[Instructions]:
1. Translate this sentence from the abstract on siblings of women with PCOS into Spanish: "Prematurely balding brothers did not differ from the non-balding brothers in hormonal parameters."
2. According to the abstract on siblings of women with PCOS, how many of the sisters were diagnosed with PCOS?
3. From the abstract on siblings of women with PCOS, extract the passage between "Results: Mean testosterone" and "in hormonal parameters.", inclusive.

[Text under study]:

....

Agnieszka Lenarcik, Bożena Bidzińska-Speichert, Urszula Tworowska-Bardzińska, Katarzyna Krępuła
Endokrynol Pol 2011;62(2):129-133.

Abstract

Introduction: A body of evidence points to a familial aggregation of hormonal abnormalities in first-degree relatives of women with polycystic ovary syndrome (PCOS). The aim of this study was to determine whether siblings of women with PCOS had evidence of hormonal abnormalities typical of PCOS.
Material and methods: Eighty-six siblings of women with PCOS (44 sisters, 42 brothers) were recruited. Two control groups consisted of 70 healthy women and 30 healthy men. Anthropometric, hormonal (testosterone, androstenedione, DHEA-S, LH, FSH) parameters and SHBG were assessed in all subjects.
Results: Mean testosterone and DHEA-S levels were higher in sisters of women with PCOS than in the control women. In eight of the 44 (18.2%) sisters, a diagnosis of PCOS was made. Mean testosterone and androstenedione levels, and free androgen index (FAI) were significantly higher in sisters with PCOS compared to the sisters without PCOS. Brothers of women with PCOS had higher DHEA-S level than the control men. Eleven of the 42 (26.2%) brothers had alopecia occurring before the age of 30. Prematurely balding brothers did not differ from the non-balding brothers in hormonal parameters.
Conclusions: Siblings of women with PCOS are predisposed to hormonal abnormalities typical of PCOS. The symptom of premature balding under the age of 30 in brothers of women with PCOS should not be considered as a male PCOS equivalent.

....

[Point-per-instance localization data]

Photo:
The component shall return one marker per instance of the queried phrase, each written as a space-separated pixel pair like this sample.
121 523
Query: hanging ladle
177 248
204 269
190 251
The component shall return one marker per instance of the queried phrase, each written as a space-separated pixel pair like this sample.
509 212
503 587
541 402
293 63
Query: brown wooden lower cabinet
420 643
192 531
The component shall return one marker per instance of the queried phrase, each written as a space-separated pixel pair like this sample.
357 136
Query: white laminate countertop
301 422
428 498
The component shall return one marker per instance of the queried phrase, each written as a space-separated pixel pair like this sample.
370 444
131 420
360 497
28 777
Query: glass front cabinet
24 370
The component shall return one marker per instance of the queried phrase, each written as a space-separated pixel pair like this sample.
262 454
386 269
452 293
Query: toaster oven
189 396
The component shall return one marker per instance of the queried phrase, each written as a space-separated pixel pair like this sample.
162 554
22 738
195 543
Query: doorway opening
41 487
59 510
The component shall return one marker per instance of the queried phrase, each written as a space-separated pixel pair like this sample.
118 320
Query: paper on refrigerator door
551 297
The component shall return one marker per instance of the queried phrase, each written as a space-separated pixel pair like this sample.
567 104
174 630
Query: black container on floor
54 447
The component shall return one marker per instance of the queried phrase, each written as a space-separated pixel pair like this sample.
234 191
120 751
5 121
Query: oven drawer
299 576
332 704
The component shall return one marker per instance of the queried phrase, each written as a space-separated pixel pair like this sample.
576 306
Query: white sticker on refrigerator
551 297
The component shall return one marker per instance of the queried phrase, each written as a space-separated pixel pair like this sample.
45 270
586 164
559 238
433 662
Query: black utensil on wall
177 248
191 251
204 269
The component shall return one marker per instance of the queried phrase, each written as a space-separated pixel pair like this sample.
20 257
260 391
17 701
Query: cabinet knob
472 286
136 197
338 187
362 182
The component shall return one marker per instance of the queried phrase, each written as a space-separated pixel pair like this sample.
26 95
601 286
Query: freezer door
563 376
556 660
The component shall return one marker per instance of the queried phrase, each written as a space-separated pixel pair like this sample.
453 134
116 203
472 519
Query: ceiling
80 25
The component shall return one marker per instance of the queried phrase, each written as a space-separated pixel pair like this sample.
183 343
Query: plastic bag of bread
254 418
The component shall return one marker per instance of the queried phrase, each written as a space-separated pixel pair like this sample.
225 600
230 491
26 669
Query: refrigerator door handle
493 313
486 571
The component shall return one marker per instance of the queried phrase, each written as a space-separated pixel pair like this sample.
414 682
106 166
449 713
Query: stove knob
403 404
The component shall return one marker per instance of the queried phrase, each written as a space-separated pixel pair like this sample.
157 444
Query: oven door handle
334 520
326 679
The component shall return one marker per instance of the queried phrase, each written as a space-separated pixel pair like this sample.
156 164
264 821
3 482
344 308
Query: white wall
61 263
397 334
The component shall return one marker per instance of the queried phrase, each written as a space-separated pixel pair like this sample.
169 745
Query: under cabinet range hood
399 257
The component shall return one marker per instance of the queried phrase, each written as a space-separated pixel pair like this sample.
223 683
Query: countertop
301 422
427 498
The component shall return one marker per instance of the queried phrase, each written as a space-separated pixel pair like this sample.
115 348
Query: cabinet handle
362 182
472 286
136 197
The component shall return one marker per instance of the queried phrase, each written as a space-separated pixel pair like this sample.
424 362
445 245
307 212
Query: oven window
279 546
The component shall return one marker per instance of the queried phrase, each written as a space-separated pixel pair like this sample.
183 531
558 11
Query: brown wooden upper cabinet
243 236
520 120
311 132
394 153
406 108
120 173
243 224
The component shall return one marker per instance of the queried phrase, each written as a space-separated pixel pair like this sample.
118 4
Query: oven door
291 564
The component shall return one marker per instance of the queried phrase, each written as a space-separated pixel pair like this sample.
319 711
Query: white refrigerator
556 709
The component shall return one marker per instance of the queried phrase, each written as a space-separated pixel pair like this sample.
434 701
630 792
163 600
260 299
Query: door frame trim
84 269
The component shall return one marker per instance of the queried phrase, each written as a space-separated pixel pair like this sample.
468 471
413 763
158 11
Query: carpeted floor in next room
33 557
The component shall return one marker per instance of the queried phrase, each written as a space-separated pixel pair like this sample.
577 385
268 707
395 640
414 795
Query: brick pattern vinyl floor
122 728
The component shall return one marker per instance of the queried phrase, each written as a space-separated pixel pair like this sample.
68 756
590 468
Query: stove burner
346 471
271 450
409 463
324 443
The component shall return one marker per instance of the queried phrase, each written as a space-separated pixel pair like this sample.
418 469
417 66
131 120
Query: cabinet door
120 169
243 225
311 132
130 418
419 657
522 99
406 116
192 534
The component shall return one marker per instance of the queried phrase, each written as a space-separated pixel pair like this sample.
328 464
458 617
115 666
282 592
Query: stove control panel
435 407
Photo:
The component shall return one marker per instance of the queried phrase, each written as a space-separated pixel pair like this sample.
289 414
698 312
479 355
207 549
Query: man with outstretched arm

....

[Responses by task]:
1. Los hermanos con calvicie prematura no diferían de los hermanos sin calvicie en los parámetros hormonales.

2. Eight of the 44 sisters (18.2%).

3.
Results: Mean testosterone and DHEA-S levels were higher in sisters of women with PCOS than in the control women. In eight of the 44 (18.2%) sisters, a diagnosis of PCOS was made. Mean testosterone and androstenedione levels, and free androgen index (FAI) were significantly higher in sisters with PCOS compared to the sisters without PCOS. Brothers of women with PCOS had higher DHEA-S level than the control men. Eleven of the 42 (26.2%) brothers had alopecia occurring before the age of 30. Prematurely balding brothers did not differ from the non-balding brothers in hormonal parameters.